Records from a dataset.
Segment Open

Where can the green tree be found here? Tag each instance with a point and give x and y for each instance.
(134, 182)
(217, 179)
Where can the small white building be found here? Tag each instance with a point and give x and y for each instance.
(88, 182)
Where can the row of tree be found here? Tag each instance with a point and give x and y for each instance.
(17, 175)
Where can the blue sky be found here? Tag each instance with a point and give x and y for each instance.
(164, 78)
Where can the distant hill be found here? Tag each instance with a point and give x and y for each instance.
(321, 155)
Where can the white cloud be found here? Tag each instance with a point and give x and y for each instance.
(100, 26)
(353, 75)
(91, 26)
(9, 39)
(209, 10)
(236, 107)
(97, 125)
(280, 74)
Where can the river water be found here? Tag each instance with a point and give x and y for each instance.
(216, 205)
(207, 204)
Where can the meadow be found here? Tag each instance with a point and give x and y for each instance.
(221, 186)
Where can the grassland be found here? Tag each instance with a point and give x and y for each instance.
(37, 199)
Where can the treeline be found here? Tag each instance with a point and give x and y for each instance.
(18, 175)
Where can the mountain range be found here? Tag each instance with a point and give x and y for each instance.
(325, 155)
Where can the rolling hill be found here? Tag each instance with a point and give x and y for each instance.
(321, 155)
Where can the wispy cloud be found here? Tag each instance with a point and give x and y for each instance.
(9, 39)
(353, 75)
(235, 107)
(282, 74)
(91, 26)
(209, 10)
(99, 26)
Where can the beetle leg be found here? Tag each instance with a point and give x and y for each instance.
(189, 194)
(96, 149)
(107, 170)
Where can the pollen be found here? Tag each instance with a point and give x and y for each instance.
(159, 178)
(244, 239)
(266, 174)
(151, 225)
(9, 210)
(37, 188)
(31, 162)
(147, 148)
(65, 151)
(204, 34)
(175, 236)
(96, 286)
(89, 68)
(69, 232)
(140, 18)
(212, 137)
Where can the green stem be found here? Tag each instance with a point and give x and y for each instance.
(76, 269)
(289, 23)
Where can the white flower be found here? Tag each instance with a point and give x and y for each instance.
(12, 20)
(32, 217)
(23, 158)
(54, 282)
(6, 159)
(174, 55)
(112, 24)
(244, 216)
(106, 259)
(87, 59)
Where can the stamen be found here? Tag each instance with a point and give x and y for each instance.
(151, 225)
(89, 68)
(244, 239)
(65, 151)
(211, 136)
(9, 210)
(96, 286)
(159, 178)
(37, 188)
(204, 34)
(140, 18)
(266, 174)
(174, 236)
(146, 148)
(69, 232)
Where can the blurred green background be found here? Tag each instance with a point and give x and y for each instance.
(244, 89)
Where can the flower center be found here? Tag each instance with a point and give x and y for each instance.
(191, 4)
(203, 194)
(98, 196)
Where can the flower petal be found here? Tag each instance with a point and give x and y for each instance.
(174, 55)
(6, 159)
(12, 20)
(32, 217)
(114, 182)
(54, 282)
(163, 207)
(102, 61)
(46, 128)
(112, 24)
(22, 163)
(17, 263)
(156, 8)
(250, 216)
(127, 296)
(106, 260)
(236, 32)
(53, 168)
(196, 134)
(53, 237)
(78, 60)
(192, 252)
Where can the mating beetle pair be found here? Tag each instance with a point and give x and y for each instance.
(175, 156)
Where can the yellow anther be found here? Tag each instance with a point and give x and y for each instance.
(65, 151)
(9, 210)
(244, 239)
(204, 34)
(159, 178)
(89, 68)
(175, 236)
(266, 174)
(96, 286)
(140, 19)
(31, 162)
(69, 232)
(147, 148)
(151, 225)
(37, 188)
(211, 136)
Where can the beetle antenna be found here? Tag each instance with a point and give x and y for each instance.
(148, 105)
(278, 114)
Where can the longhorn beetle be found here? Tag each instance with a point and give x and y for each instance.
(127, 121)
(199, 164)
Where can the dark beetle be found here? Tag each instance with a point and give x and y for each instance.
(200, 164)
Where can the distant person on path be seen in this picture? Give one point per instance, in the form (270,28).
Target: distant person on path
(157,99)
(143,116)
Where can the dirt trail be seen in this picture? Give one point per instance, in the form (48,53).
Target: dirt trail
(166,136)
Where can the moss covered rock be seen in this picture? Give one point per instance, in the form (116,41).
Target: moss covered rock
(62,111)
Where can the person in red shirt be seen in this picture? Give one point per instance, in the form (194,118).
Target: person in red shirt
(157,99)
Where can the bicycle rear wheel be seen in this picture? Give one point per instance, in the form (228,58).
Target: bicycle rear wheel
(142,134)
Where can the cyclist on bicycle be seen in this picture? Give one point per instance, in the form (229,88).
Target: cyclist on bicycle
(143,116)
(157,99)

Segment Closed

GOAL OF THE EXERCISE.
All lines with the word "this" need to be copied from the data above.

OUTPUT BELOW.
Where can the distant person on path be seen in this picture? Give one point per instance, in the form (270,28).
Where can the dirt trail be seen in this picture? Give one point per instance, in the form (48,53).
Where can the moss covered rock be seen in this picture? Give one point per instance, in the form (116,41).
Where can the person in red shirt be seen in this picture? Give one point per instance, in the form (194,118).
Where can the bicycle rear wheel be seen in this picture? Give one point per instance, in the form (228,58).
Where can the cyclist on bicycle be seen in this picture? Give one point per instance, in the form (229,88).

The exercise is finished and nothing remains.